**RECORDED DATA:**

_ _ _

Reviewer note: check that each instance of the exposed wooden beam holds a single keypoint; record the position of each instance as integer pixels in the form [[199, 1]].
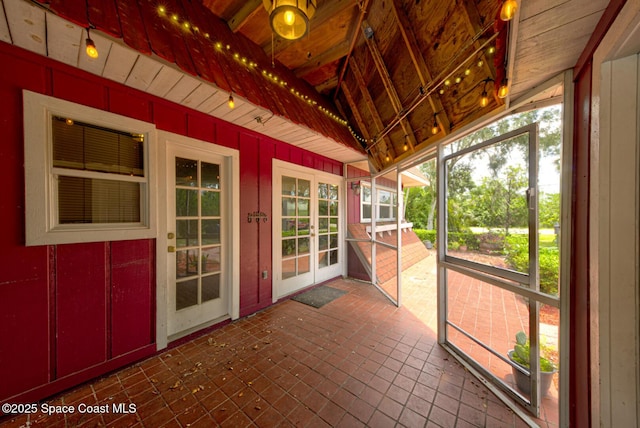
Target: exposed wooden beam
[[373, 111], [474, 25], [389, 86], [357, 116], [327, 85], [422, 69], [364, 7], [246, 12]]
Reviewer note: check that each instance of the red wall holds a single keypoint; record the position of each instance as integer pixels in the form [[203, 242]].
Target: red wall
[[72, 312]]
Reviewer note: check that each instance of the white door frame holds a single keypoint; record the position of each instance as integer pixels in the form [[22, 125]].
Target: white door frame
[[280, 168], [232, 266]]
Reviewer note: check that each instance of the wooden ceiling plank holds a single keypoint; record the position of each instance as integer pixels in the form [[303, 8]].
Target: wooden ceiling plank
[[246, 12], [355, 111], [337, 52], [362, 86], [372, 111], [64, 40], [390, 88], [27, 26], [133, 33], [5, 36], [422, 69], [364, 7]]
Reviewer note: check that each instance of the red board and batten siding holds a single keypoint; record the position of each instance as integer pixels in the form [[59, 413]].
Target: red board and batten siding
[[72, 312]]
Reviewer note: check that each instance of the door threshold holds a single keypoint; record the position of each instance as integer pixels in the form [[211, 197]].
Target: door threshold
[[197, 329]]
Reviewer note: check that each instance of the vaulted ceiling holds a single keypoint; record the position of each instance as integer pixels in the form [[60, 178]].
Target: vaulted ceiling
[[372, 77], [392, 68]]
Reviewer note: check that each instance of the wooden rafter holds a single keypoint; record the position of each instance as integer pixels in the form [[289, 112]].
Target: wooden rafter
[[246, 12], [362, 86], [357, 116], [389, 86], [422, 69], [475, 26], [364, 7]]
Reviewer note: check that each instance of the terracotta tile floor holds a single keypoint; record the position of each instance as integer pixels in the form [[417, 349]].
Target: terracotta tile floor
[[357, 361]]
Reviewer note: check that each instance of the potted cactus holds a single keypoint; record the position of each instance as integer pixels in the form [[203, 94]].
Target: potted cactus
[[520, 356]]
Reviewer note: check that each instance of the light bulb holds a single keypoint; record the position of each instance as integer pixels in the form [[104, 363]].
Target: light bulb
[[503, 91], [484, 100], [92, 52], [289, 17], [508, 10]]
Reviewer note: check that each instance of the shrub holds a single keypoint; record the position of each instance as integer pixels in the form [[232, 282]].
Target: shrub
[[517, 252], [467, 238], [426, 235]]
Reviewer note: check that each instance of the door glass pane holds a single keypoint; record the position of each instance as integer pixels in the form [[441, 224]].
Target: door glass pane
[[328, 215], [210, 175], [184, 267], [187, 233], [288, 247], [288, 227], [304, 264], [186, 203], [303, 245], [186, 294], [303, 207], [210, 259], [288, 268], [487, 212], [288, 186], [210, 287], [186, 172], [198, 237], [303, 226], [210, 232], [288, 206], [210, 203], [304, 188]]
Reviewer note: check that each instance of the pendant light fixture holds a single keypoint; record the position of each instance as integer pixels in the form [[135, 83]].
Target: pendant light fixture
[[503, 91], [435, 128], [91, 50], [508, 10], [290, 18]]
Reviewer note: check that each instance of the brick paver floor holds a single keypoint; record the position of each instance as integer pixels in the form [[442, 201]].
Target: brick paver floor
[[357, 361]]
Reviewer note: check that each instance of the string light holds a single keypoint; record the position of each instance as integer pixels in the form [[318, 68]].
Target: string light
[[251, 65]]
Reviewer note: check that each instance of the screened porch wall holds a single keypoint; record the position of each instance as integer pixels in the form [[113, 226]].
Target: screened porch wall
[[73, 312]]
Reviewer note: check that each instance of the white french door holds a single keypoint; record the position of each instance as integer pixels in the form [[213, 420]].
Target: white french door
[[307, 229], [198, 282]]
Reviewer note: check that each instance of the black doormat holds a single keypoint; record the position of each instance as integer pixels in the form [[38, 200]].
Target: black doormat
[[319, 296]]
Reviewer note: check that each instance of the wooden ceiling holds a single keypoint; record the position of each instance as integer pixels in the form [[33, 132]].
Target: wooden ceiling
[[393, 68], [334, 92]]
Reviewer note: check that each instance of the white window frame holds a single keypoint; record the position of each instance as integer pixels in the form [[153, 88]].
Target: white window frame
[[377, 204], [41, 213]]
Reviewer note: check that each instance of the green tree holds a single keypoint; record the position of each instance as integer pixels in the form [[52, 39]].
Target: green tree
[[549, 209]]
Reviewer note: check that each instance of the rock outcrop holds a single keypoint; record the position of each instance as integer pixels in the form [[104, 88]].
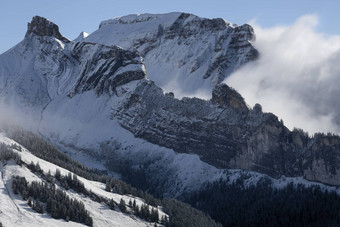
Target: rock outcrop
[[43, 27]]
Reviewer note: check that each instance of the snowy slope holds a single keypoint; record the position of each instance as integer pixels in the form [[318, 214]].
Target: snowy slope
[[183, 53], [15, 212]]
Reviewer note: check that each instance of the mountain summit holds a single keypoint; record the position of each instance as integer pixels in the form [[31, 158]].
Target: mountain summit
[[111, 96], [43, 27]]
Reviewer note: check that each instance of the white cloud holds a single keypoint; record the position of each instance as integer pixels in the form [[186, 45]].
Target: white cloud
[[297, 76]]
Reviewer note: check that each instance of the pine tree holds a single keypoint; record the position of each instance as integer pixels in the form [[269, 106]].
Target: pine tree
[[122, 206]]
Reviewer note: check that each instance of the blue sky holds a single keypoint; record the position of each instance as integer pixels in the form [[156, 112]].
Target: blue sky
[[74, 16]]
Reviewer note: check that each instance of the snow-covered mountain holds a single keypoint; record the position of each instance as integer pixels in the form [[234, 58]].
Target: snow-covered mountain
[[15, 211], [183, 53], [95, 96]]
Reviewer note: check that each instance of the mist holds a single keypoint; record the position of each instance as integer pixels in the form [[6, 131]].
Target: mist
[[297, 76]]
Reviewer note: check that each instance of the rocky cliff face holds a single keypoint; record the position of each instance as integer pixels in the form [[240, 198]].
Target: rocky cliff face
[[183, 53], [226, 134], [43, 27], [91, 96]]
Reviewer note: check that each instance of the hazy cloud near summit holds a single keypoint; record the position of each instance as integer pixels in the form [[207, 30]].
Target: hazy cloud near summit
[[297, 76]]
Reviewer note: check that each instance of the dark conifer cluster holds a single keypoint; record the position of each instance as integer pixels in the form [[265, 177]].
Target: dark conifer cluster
[[44, 150], [56, 202], [7, 153], [262, 205]]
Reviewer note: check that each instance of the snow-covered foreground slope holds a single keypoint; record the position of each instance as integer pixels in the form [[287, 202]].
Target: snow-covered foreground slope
[[14, 211]]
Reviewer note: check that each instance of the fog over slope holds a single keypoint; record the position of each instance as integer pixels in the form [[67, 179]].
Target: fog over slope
[[296, 76]]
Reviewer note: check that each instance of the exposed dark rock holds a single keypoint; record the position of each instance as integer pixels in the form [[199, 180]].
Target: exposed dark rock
[[224, 95], [226, 134], [102, 67], [43, 27]]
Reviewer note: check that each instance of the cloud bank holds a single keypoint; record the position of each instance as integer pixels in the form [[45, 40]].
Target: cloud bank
[[297, 76]]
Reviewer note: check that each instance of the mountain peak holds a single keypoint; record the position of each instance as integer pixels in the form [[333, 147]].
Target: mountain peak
[[43, 27]]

_ _ _

**SET TASK:** Copy every one of the records above, unchanged, but leave out the pictures.

**RESPONSE TO THE TASK:**
Reviewer note: check that each instance of the exposed wooden beam holds a single keypoint; record the position of each instance as integer pixels in the form [[199, 1]].
Target: exposed wooden beam
[[373, 111], [474, 25], [389, 86], [357, 116], [327, 85], [422, 69], [364, 7], [246, 12]]
Reviewer note: check that each instance of the red wall holds a single keypoint; record the position of each instance as integer pixels in the form [[203, 242]].
Target: red wall
[[72, 312]]
Reviewer note: check that each instance of the white door frame holds a single keypoint; record the position of each instance as integer pixels in the form [[22, 125]].
Target: white door frame
[[280, 168], [232, 266]]
Reviewer note: check that each instance of the wooden ceiling plank holds a single keypoint; record the position of each instance as integer pixels in the form [[303, 8]].
Target: wooden ceiling plank
[[246, 12], [355, 111], [337, 52], [362, 86], [372, 111], [64, 40], [390, 88], [27, 26], [133, 33], [5, 36], [422, 69], [364, 7]]
Reviewer note: check that each instance of the red board and batten siding holds a single keypoint; record the position of each instance as integer pixels in the form [[59, 413]].
Target: red board and batten siding
[[72, 312]]
Reviewer note: check that each instance of the door threshold holds a single keypoint; record the position of each instance as integer pixels in the form [[211, 197]].
Target: door threshold
[[197, 329]]
Reviewer note: check that each instance of the vaulted ceiling holds a single keypoint; record the position of each instance as integer pixels in the form [[60, 178]].
Target: vaulted ceiling
[[372, 77], [392, 68]]
Reviewer note: check that each instance of the wooden rafter holds a single keypoint; record the position of each instance as integer pixels in the form [[289, 112]].
Target: wooden rafter
[[246, 12], [362, 86], [357, 116], [389, 86], [422, 69], [475, 26], [364, 7]]
Reviewer note: check that each instance of the terracotta tile floor holds a single keypoint; record the position of each instance as integer pixels in the form [[417, 349]].
Target: terracotta tile floor
[[357, 361]]
Reviewer note: check that each instance of the potted cactus holds a single keypoint; record the position of each instance as integer pixels in the form [[203, 94]].
Target: potted cactus
[[520, 356]]
Reviewer note: check that each instance of the light bulb holds a single keypoint; record the position of each instance as integer pixels in the form [[104, 363]].
Target: light bulb
[[503, 91], [484, 100], [92, 52], [289, 17], [508, 10]]
Reviewer note: check that each instance of the shrub holds a single keypoint; record the position of each instance as integer pixels in the form [[232, 282]].
Target: shrub
[[517, 252], [467, 238], [426, 235]]
Reviewer note: check that each instance of the door glass pane holds a single keypoint; record the position of each instance as integer pixels in the form [[441, 224]].
Target: door glass pane
[[328, 215], [210, 175], [184, 267], [187, 233], [288, 247], [288, 227], [304, 264], [186, 203], [303, 245], [186, 294], [303, 207], [210, 259], [288, 268], [487, 212], [288, 186], [210, 287], [186, 172], [198, 237], [303, 226], [210, 232], [288, 206], [210, 203], [304, 188]]
Reviewer note: check that each instance of the pendant light fixture holds a single keypoint; record the position of each instance as integer pixels in the form [[135, 83]].
Target: pendant light fixture
[[503, 91], [435, 128], [91, 50], [508, 10], [290, 18]]
Reviewer note: check that each instance of the brick paver floor holds a single keypoint; record the position of each instance as integer pixels in the form [[442, 201]].
Target: brick paver floor
[[357, 361]]
Reviewer note: check that each instance of the string light holds a single keypoint; record the position of each instance as integer pixels in the form [[318, 68]].
Target: string light
[[251, 65]]
Reviewer note: check that each instance of the screened porch wall holds a single keypoint; record the position of each instance as integer pixels in the form [[113, 226]].
Target: screened porch wall
[[73, 312]]
Reviewer note: check that each instance of the white french door holds a single keypoint; record the position of each instance as integer pixels in the form [[213, 420]].
Target: white french door
[[307, 229], [198, 282]]
Reviewer note: check that each instance of the black doormat holds a single keypoint; record the position of each instance as integer pixels in the form [[38, 200]].
Target: black doormat
[[319, 296]]
Reviewer note: check that each instance of the wooden ceiling holds a single keypoint; record the position of each instance as integer pixels in the form [[33, 132]].
Target: wooden ceiling
[[393, 68], [334, 92]]
Reviewer note: check that each instance of the white window frame holds a single keypoint; record the position of each instance as integer pixels in the form [[153, 88]].
Target: white window frame
[[377, 204], [41, 213]]
Reviewer note: check that each instance of the green tree holds a single keypoint; record the position of each instance as integer pixels in the form [[52, 39]].
Target: green tree
[[549, 209]]
Reviewer note: check that each instance of the rock outcrop holds a single keypoint; record the position of each instance as integer pixels in the form [[104, 88]].
Target: rock outcrop
[[43, 27]]
Reviewer note: check that each instance of the snowy slope holds a single keypoint; record the position of each instance as integer pixels in the form [[318, 214]].
Target: snowy slope
[[183, 53], [15, 212]]
Reviewer note: check that each instance of the mountain summit holds a single keypoint; record the position of each instance as integer pixels in the form [[31, 158]].
Target: mountain summit
[[111, 96], [43, 27]]
Reviewer note: check that each instance of the white cloud holds a single keypoint; record the position of each instance as integer pixels in the form [[186, 45]].
Target: white cloud
[[297, 76]]
Reviewer note: check that each instance of the pine tree holds a single keypoint; record the position of each instance as integer pixels in the form [[269, 106]].
Target: pine tree
[[122, 206]]
Reviewer note: check that each instance of the blue sky holds a single keypoint; record the position of each instance as integer pixels in the form [[156, 112]].
Target: blue sky
[[74, 16]]
Reviewer note: check that each instance of the snow-covered mountain holds a single keypoint; record the position of each instance as integer pixels in the form [[234, 58]].
Target: snow-covered mountain
[[15, 211], [183, 53], [95, 96]]
Reviewer note: check that each instance of the mist holds a single keypoint; record the position of each instance as integer pixels in the form [[6, 131]].
Target: mist
[[297, 76]]
Reviewer note: check that each instance of the rocky cliff face holds a single keypoint; record the position of each instance as integer pixels in the form [[240, 198]].
Target: rocky cliff face
[[183, 53], [226, 134], [43, 27], [91, 96]]
Reviewer note: check that each instance of the hazy cloud near summit holds a single keypoint; record the position of each instance as integer pixels in the form [[207, 30]].
Target: hazy cloud near summit
[[297, 76]]
Reviewer note: check that each instance of the dark conifer cluster holds a single keypoint; record the position of each instance as integer pixels in the form [[265, 177]].
Target: dark conifer cluster
[[44, 150], [56, 202], [7, 153], [262, 205]]
Reviewer note: check that each instance of the snow-covered foreground slope holds a single keypoint; record the position of each instance as integer pixels in the form [[287, 202]].
Target: snow-covered foreground slope
[[14, 211]]
Reviewer note: check that each instance of the fog over slope holds a single keypoint; record the position of each instance as integer pixels in the form [[67, 179]].
Target: fog over slope
[[296, 76]]
Reviewer note: check that each instance of the exposed dark rock holds a single keypoint; record the position of each instance as integer pixels in the form [[199, 180]].
Target: exposed dark rock
[[224, 95], [226, 134], [102, 67], [43, 27]]
Reviewer note: check that each instance of the cloud bank holds a single keypoint; record the position of each instance as integer pixels in the form [[45, 40]].
Target: cloud bank
[[297, 76]]
Reviewer note: check that each instance of the mountain peak holds a single keypoint; record the position of each instance as integer pixels in the form [[333, 147]].
Target: mountain peak
[[43, 27]]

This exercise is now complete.